DATA PROVIDED:
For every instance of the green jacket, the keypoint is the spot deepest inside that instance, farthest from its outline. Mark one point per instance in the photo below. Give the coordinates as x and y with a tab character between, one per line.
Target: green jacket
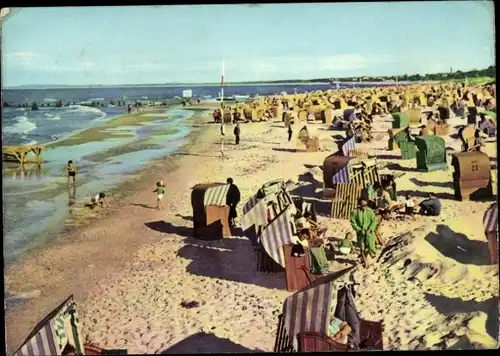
364	221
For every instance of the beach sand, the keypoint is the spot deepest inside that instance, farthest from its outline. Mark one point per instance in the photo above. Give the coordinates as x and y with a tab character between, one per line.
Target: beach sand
130	271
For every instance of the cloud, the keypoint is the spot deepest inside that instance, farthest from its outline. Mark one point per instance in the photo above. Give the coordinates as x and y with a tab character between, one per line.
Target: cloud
24	59
147	66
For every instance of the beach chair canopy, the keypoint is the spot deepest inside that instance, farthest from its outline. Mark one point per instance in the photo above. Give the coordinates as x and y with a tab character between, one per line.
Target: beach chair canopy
309	309
492	115
255	209
216	195
54	332
490	219
276	234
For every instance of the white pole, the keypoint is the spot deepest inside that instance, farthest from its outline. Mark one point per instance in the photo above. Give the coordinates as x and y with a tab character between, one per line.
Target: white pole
222	85
222	110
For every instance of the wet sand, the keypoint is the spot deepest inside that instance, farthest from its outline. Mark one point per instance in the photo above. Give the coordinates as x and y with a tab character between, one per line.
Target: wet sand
130	269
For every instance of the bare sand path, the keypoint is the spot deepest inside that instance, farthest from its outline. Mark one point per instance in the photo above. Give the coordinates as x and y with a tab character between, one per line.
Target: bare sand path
130	272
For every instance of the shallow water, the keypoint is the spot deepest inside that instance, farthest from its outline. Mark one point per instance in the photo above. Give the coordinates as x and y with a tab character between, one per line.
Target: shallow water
37	207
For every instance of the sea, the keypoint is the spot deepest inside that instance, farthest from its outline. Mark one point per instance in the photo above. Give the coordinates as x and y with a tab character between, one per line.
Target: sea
37	203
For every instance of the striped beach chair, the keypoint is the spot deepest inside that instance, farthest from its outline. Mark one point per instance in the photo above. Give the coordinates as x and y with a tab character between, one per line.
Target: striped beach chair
57	330
306	315
210	211
349	145
490	221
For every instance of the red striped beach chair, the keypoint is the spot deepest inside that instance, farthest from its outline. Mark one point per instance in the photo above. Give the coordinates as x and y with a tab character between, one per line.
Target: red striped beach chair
306	314
490	221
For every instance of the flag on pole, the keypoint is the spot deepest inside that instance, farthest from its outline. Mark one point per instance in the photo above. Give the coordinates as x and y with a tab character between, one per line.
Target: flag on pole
341	176
349	145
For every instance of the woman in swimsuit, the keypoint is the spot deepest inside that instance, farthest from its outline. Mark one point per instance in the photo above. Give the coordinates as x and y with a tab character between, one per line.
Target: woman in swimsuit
72	172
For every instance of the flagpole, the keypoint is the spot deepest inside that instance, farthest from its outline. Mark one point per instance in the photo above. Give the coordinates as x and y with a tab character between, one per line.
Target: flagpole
222	107
222	85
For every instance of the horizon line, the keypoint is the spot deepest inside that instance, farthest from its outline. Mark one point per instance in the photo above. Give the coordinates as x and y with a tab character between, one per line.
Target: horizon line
277	81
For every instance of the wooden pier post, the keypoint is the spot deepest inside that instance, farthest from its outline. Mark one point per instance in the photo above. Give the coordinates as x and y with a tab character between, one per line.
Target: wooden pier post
20	153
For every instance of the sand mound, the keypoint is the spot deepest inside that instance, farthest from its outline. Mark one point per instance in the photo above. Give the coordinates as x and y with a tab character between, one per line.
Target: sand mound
429	303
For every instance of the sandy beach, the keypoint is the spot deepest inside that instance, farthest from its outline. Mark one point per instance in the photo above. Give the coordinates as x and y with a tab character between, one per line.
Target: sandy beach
130	268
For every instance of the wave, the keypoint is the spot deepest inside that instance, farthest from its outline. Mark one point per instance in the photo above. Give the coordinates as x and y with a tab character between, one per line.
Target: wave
52	117
84	108
23	126
87	109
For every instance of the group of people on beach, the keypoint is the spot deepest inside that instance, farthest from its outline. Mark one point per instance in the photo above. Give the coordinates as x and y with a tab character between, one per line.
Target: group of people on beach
100	198
365	223
97	200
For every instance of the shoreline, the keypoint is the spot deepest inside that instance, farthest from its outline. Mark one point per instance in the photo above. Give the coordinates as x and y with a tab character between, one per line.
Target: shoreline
134	266
132	179
78	214
65	240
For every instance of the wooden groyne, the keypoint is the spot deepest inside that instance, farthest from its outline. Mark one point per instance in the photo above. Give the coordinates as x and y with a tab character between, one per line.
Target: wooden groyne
20	154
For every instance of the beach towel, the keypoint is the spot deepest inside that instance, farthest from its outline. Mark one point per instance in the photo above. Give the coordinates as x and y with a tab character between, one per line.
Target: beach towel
346	310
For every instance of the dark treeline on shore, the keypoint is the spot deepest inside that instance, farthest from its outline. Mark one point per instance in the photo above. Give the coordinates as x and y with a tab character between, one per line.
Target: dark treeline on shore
452	75
489	72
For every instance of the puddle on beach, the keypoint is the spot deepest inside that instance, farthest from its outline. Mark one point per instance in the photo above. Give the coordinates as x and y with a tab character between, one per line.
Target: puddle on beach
44	197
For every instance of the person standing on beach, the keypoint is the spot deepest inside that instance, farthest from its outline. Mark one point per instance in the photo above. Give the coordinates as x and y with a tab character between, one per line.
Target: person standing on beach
160	191
364	223
233	197
71	170
237	132
222	133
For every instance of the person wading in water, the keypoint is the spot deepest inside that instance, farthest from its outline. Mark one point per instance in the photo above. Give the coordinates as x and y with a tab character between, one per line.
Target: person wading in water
237	132
72	172
222	134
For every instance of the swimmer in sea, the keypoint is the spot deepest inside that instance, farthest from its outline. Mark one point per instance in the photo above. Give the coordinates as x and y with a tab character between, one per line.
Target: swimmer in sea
72	172
99	199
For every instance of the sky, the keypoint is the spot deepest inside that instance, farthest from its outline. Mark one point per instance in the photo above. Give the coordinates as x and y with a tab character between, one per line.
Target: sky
186	44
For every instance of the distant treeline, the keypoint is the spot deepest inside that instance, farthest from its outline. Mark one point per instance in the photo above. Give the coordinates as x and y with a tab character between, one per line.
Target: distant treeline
456	75
101	103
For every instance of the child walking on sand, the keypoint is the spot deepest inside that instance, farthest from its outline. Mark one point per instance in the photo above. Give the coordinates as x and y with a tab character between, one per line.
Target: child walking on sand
160	190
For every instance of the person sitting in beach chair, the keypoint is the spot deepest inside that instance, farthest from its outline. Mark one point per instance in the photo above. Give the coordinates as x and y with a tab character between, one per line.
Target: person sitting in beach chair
385	203
99	200
486	126
430	206
410	206
345	245
479	139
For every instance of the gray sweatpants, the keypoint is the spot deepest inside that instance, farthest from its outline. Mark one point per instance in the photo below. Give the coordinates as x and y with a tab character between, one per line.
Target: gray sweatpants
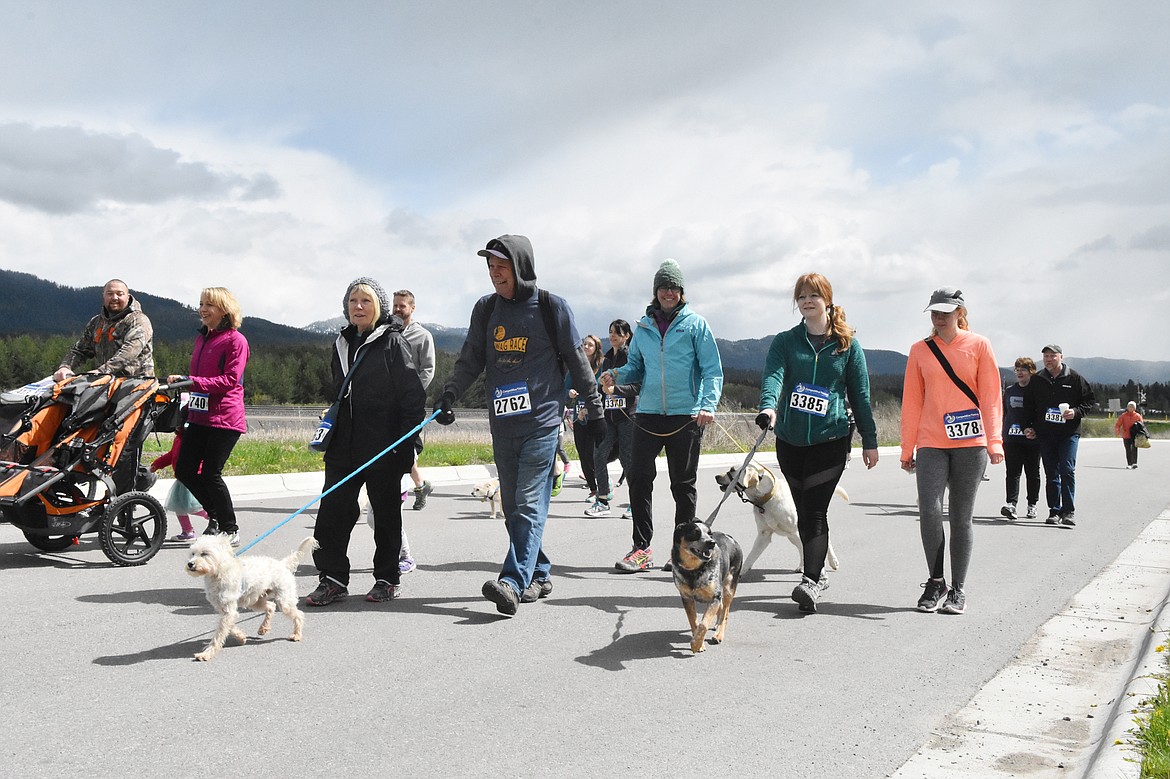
959	470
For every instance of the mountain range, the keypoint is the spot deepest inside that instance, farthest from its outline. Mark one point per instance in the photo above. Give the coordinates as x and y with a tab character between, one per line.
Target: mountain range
33	305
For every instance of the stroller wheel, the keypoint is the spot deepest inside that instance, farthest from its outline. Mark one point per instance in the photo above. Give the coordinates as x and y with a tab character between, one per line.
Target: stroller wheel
49	543
132	529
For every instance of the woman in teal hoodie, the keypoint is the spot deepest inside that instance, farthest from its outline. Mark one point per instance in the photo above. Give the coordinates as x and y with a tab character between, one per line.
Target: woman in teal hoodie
674	356
810	373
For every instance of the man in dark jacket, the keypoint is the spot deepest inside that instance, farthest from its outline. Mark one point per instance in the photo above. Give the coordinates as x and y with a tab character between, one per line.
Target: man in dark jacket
1054	402
522	339
119	340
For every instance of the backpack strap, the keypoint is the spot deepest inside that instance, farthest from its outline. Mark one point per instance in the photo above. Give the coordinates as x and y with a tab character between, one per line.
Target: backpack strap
950	372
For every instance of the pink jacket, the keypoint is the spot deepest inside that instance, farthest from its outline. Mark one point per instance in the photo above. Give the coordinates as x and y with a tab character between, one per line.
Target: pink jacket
217	370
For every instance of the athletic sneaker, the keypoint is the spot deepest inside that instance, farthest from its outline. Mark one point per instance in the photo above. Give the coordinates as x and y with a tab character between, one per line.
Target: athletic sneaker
536	590
599	509
933	597
384	591
420	495
639	559
807	593
955	602
501	594
325	593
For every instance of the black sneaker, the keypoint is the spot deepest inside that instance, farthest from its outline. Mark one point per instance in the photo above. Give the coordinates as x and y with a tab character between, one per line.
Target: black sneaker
807	593
536	591
933	595
501	594
955	602
325	593
420	495
384	591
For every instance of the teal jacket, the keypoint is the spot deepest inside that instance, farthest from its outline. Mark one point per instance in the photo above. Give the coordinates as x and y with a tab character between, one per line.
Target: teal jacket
680	371
791	362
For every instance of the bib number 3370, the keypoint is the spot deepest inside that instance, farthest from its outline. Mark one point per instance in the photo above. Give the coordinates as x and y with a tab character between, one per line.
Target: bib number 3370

TASK TO COMPLETE:
Copy out every line of the data that includes "below".

RESPONSE AREA:
For every instance of the green jacket, the keypoint is the spot deepest inside that instance, farthest from its outline. Mark one point per instance in the photo below. Give the coordinates as x and y with a tab character between, one per line.
For every instance of the gray sweatpants, the keypoint is the spot deepest inside that instance, farthest from its outline. Mark one point per instance in the photo below. Give the coordinates as x and y with a tab character between, one per line.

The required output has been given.